----- Material supplied
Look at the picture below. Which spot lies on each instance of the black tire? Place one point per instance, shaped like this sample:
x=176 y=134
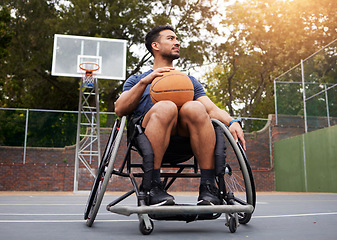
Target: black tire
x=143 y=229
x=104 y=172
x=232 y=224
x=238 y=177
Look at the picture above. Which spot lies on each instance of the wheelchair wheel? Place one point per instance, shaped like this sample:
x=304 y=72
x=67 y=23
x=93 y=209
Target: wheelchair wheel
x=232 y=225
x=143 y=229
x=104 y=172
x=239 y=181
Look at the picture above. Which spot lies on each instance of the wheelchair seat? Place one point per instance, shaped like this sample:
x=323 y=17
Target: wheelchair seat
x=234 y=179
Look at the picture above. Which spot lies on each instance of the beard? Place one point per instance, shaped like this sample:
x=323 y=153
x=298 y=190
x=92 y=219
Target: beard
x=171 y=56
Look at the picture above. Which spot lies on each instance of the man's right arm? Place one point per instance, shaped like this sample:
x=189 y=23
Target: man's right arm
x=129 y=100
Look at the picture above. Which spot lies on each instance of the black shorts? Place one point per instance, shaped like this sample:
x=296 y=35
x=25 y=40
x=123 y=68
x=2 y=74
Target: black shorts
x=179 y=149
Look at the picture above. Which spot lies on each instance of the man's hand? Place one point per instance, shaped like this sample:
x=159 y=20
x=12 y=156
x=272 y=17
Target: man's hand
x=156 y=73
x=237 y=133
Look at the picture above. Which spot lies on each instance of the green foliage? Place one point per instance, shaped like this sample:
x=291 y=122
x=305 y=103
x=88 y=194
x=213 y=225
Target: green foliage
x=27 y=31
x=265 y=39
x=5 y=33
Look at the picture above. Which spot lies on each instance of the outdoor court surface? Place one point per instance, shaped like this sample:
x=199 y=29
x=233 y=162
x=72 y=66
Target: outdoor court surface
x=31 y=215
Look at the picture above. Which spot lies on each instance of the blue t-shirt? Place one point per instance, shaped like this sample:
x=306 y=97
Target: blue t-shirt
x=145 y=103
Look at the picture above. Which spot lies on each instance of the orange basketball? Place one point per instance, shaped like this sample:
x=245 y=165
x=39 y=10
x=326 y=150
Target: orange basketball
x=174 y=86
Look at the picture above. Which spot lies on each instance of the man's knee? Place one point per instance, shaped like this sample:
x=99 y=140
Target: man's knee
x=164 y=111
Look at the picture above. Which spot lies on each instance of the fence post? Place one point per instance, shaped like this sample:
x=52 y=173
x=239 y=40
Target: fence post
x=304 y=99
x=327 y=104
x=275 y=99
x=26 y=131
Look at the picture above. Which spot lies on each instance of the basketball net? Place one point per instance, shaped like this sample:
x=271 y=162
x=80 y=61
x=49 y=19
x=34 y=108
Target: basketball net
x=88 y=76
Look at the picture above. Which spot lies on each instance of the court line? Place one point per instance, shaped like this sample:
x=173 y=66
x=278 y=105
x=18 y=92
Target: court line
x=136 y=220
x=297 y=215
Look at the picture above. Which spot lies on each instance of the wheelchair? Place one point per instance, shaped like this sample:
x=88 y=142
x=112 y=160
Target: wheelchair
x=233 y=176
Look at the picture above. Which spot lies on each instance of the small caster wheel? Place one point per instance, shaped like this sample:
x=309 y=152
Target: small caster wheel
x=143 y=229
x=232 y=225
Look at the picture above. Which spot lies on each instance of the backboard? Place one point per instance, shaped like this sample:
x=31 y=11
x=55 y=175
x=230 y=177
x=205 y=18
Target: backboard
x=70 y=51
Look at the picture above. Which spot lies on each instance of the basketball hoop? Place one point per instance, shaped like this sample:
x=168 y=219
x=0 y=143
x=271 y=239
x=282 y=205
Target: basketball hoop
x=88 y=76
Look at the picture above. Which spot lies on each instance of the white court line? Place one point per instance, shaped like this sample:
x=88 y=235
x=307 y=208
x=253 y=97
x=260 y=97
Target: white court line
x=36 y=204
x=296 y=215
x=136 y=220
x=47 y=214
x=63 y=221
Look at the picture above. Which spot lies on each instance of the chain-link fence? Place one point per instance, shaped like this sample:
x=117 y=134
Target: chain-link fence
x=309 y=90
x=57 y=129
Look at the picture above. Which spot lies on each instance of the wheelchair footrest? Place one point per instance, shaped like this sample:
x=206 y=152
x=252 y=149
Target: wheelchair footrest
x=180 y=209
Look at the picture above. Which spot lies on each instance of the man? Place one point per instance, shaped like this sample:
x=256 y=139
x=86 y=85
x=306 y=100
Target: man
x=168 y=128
----------
----- Material supplied
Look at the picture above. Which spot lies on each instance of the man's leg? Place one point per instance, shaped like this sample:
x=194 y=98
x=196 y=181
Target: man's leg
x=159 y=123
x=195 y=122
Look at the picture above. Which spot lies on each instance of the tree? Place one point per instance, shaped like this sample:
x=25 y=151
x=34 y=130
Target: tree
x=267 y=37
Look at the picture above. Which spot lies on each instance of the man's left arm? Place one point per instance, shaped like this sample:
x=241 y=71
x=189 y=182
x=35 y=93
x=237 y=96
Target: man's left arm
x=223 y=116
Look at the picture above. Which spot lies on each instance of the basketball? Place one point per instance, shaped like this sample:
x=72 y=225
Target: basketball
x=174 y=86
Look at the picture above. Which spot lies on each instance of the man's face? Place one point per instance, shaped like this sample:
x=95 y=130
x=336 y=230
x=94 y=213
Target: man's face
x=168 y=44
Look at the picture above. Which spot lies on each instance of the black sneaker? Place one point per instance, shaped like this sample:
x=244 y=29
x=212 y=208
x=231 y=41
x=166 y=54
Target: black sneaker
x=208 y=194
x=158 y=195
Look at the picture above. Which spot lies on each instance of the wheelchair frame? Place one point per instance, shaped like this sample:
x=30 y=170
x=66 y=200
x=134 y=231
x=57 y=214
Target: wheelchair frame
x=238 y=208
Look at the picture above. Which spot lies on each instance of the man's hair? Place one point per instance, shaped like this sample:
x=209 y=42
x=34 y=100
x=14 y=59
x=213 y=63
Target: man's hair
----------
● Written problem: Could you give again the part of the listing that opens with the line containing "Look at the picture below." and closes with the line containing "x=238 y=177", replacing "black tire" with "dark tire" and changing nothing else? Return only those lines, and leave the pictures out.

● Response to this exercise:
Look at the picture below. Which spot lies on each instance of the dark tire? Place one point per instance, shaped like this sample:
x=176 y=134
Target: dark tire
x=143 y=229
x=104 y=172
x=232 y=224
x=238 y=177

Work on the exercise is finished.